> **Given request**:
Please transcribe the data that follows without the pictures, keeping every word the same.

## begin Data provided

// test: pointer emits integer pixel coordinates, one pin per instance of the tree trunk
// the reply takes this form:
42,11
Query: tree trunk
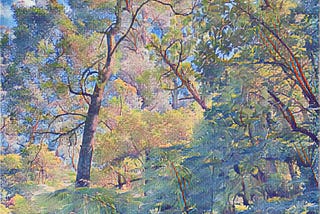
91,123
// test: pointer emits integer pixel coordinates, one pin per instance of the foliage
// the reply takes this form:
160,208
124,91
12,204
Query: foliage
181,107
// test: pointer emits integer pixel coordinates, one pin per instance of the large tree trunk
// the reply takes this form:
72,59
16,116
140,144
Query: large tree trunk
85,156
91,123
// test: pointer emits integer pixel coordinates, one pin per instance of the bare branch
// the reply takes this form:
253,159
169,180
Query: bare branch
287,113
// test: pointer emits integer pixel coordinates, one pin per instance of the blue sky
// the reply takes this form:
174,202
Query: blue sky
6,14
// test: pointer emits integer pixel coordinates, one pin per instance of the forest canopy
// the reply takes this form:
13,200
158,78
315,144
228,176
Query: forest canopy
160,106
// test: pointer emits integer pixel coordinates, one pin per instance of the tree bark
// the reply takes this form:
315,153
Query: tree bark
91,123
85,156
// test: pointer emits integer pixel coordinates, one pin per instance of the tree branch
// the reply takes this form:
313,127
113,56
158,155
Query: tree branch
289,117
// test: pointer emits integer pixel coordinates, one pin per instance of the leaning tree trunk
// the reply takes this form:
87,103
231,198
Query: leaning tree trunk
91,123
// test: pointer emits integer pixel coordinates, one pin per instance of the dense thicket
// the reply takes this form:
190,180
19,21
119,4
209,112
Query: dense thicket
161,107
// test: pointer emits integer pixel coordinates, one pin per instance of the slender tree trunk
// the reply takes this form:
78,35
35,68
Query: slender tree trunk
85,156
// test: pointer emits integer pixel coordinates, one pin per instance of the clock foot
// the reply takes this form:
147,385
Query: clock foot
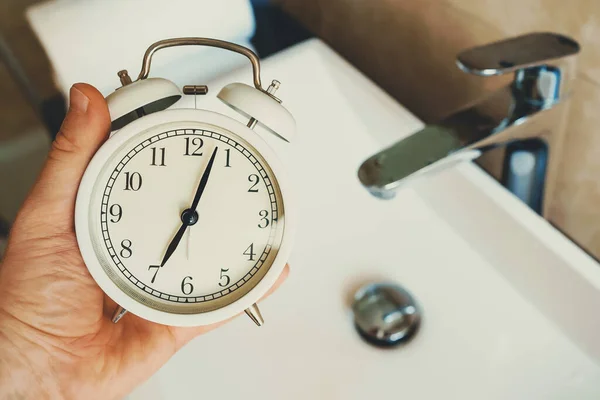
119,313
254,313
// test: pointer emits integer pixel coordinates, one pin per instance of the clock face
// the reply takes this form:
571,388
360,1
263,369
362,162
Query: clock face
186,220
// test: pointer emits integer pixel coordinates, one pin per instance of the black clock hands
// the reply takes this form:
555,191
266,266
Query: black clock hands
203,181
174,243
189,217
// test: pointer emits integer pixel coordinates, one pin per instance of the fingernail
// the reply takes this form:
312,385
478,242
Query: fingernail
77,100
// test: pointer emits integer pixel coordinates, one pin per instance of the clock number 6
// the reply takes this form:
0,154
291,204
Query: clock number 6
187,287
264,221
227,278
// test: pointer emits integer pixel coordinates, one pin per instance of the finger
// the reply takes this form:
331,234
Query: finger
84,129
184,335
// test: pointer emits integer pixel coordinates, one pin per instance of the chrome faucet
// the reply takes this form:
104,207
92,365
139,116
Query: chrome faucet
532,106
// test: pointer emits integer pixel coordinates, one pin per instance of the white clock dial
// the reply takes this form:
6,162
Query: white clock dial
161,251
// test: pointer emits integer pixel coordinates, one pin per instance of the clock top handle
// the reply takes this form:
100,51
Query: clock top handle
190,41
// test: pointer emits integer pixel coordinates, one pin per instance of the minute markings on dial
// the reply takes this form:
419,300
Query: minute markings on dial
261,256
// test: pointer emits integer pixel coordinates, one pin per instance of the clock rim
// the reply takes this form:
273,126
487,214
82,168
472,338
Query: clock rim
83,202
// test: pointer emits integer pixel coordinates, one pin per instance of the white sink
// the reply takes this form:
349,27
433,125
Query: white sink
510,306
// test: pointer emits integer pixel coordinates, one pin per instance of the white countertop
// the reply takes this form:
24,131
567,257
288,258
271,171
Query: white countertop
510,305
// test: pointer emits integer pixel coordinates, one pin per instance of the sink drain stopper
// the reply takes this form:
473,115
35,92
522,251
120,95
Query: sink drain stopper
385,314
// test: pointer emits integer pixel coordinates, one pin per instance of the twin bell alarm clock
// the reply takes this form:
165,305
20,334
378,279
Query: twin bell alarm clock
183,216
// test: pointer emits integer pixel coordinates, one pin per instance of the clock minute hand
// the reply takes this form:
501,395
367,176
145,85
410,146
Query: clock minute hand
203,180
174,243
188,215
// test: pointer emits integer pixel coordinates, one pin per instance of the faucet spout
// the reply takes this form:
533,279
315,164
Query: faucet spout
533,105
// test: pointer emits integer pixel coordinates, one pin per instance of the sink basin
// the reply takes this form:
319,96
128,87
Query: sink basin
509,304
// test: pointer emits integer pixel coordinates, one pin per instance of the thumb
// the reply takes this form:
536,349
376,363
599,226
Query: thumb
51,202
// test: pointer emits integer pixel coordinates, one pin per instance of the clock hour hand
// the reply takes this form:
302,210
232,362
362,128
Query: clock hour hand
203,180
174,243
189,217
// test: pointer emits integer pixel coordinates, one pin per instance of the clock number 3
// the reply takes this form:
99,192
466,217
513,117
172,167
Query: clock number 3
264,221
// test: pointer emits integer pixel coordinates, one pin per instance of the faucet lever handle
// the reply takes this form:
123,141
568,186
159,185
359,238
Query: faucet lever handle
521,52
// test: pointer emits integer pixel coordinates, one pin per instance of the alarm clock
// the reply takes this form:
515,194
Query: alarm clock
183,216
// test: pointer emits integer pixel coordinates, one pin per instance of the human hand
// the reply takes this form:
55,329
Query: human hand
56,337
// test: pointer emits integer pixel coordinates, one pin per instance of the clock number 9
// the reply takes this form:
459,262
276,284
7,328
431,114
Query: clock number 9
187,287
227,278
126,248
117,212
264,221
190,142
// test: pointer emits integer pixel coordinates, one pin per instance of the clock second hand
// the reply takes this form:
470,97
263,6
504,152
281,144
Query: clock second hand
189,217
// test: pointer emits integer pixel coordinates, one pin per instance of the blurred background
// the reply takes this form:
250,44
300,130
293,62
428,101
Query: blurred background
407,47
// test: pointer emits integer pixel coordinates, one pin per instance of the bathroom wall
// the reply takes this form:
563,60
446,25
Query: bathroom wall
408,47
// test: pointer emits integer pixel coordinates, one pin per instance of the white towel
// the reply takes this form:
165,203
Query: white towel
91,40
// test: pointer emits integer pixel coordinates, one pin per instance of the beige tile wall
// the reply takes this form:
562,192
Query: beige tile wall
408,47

## end Data provided

> **Reply to the task**:
// test: pointer emits integer pixel coordinates, one pin per instance of the tree trunk
// the reply takes this form:
42,11
Query: tree trunk
91,123
// test: pointer emits integer pixel coordinates, one pin per instance of the foliage
// the reply takes this form:
160,208
124,91
12,204
Query: foliage
181,107
// test: pointer emits integer pixel coordinates, one pin per instance of the large tree trunk
// the reply takes this form:
72,59
16,116
140,144
Query: large tree trunk
85,156
91,123
// test: pointer emits integer pixel coordinates, one pin per instance of the bare branch
// the reply takes this form:
253,159
169,180
Query: bare branch
287,113
// test: pointer emits integer pixel coordinates, one pin per instance of the blue sky
// the reply takes this form:
174,202
Query: blue sky
6,14
// test: pointer emits integer pixel coordinates, one pin per instance of the forest canopy
// the reply takes this form:
13,200
158,78
315,144
228,176
Query: forest canopy
160,106
// test: pointer emits integer pixel coordinates, one pin per instance of the tree bark
// the reply takes this form:
315,153
Query: tree bark
91,123
85,156
// test: pointer emits integer pixel coordinates, one pin per instance of the tree branch
// the reply takes this form:
313,127
113,56
158,155
Query: tree branch
289,117
// test: pointer emits integer pixel coordinates, one pin per instance of the leaning tree trunk
// the reply takes this form:
87,103
231,198
Query: leaning tree trunk
91,123
// test: pointer emits integer pixel coordinates, one pin per instance of the dense thicket
// the reply takes this form:
190,180
19,21
119,4
209,112
Query: dense thicket
161,107
// test: pointer emits integer pixel coordinates, one pin per instance of the slender tree trunk
// the reply takes this form:
78,35
35,68
Query: slender tree trunk
85,156
// test: pointer emits integer pixel coordinates, one pin per instance of the clock foot
// the reply takes this form:
147,385
Query: clock foot
119,313
254,313
// test: pointer emits integer pixel coordinates, one pin per instance of the clock face
// the reply takes this form:
571,388
360,1
263,369
362,162
Query: clock face
186,220
// test: pointer emits integer pixel coordinates, one pin per instance of the black clock hands
// the reply takes this form:
555,191
266,266
Query: black clock hands
203,181
174,243
189,217
// test: pointer emits integer pixel coordinates, one pin per instance of the fingernail
// the reply takes this form:
312,385
478,242
Query: fingernail
77,100
// test: pointer emits integer pixel coordinates, one pin per instance of the clock number 6
// the reply takes this form:
0,154
291,204
Query: clock number 6
187,287
264,221
227,278
// test: pointer emits integer pixel coordinates, one pin per instance of the finger
// the reply takes this form:
331,234
Query: finger
84,129
184,335
// test: pointer emits integer pixel coordinates, one pin per instance of the chrome faucet
// the reply takes this form:
104,207
92,365
139,116
Query: chrome faucet
532,106
// test: pointer emits integer pixel coordinates, one pin per instance of the white clock dial
// the reply takes this form:
6,162
Query: white clock dial
161,251
// test: pointer emits integer pixel coordinates, one pin per instance of the clock top handle
// the reply takes this form:
100,51
Query: clock top handle
190,41
// test: pointer emits integer pixel coordinates, one pin per instance of the minute markings on dial
// the reply takes this form:
419,300
Query: minute markings on dial
261,256
// test: pointer emits integer pixel coordinates, one pin per instance of the clock rim
// the reply takes this form:
273,126
487,214
82,168
472,338
Query: clock rim
83,202
// test: pointer emits integer pixel coordinates, one pin per instance of the white sink
// the reply takes this form:
349,27
433,125
Query: white sink
510,306
// test: pointer emits integer pixel coordinates, one pin per instance of the white countertop
// the reply takes this form:
24,131
567,257
288,258
271,171
Query: white countertop
510,305
// test: pointer emits integer pixel coordinates, one pin per instance of the sink drain stopper
// the reply takes this form:
473,115
35,92
522,251
120,95
Query: sink drain stopper
385,314
// test: pointer emits integer pixel coordinates, one pin per instance of the twin bell alarm clock
// the reply takes this form:
165,305
20,334
378,279
Query: twin bell alarm clock
183,216
// test: pointer emits integer pixel coordinates, one pin per instance of the clock minute hand
// the reply takes this form:
501,395
367,176
145,85
410,146
Query: clock minute hand
203,180
174,243
188,215
// test: pointer emits integer pixel coordinates, one pin per instance of the faucet spout
// the reply takes this form:
533,279
315,164
Query: faucet spout
533,105
// test: pointer emits integer pixel coordinates, one pin per instance of the sink basin
// the reply takes this form:
319,96
128,87
Query: sink basin
509,304
// test: pointer emits integer pixel coordinates, one pin per instance of the thumb
// the reply takes this form:
536,349
376,363
599,226
Query: thumb
51,202
// test: pointer emits integer pixel coordinates, one pin per instance of the clock hour hand
// the reply takes this form:
302,210
232,362
362,128
Query: clock hour hand
203,180
174,243
189,217
// test: pointer emits integer pixel coordinates, one pin per instance of the clock number 3
// the reply takes this form:
99,192
466,217
513,117
172,167
Query: clock number 3
264,221
// test: pointer emits integer pixel coordinates, one pin per instance of the faucet lever handle
// the reply takes this form:
123,141
568,186
159,185
359,238
Query: faucet lever handle
521,52
// test: pointer emits integer pixel coordinates, one pin per instance of the alarm clock
// the reply takes this form:
515,194
Query: alarm clock
183,216
// test: pointer emits integer pixel coordinates, one pin per instance of the human hand
// the reply takes this form:
55,329
Query: human hand
56,337
// test: pointer emits integer pixel coordinates, one pin per instance of the clock number 9
// the reply takes this form:
459,262
276,284
7,328
431,114
Query: clock number 9
187,287
227,278
126,248
117,212
264,221
190,142
// test: pointer emits integer pixel coordinates, one pin per instance of the clock second hand
// the reply takes this form:
470,97
263,6
504,152
281,144
Query: clock second hand
189,217
// test: pointer emits integer pixel coordinates, one pin per instance of the blurred background
// the reply takes this form:
250,44
300,130
293,62
428,101
Query: blurred background
407,47
// test: pointer emits integer pixel coordinates, one pin per instance of the bathroom wall
// the reply takes this form:
563,60
446,25
Query: bathroom wall
408,47
// test: pointer emits integer pixel coordinates, one pin per instance of the white towel
// the reply takes this form:
165,203
Query: white towel
91,40
// test: pointer emits integer pixel coordinates, one pin per instance of the beige tile wall
// the reply takes this form:
562,192
Query: beige tile wall
408,47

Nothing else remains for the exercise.